_TASK OBJECTIVE_:
Return every line below that contains the string "Query", copying each one unchanged.

_PROVIDED RECORDS_:
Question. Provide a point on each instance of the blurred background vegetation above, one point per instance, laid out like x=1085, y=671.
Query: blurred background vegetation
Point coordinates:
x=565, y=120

...

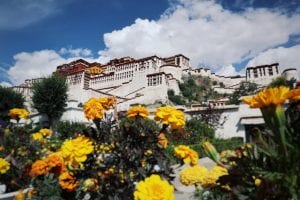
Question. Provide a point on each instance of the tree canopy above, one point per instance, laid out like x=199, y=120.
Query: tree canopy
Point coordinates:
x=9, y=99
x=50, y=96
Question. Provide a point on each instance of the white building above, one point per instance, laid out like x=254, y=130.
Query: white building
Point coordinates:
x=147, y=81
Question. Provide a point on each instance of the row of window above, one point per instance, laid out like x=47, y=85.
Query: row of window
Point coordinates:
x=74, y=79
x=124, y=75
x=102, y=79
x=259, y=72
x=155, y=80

==

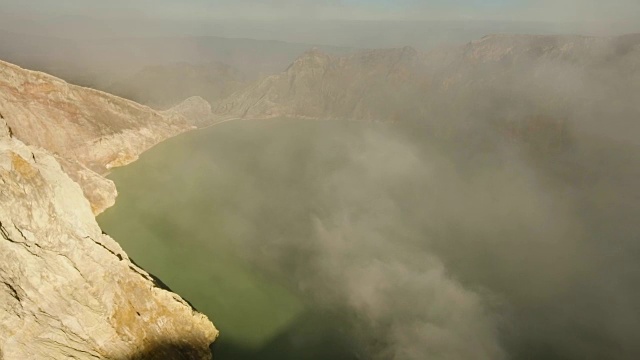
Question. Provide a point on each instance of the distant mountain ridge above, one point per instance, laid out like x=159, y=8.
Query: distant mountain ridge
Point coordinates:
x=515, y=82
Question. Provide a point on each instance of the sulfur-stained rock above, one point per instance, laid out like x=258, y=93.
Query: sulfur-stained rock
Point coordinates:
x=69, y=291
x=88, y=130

_RESULT_:
Query: blurred background vegetation
Query: tree canopy
Query: white building
Query: row of window
Query: distant mountain ridge
Query: sulfur-stained rock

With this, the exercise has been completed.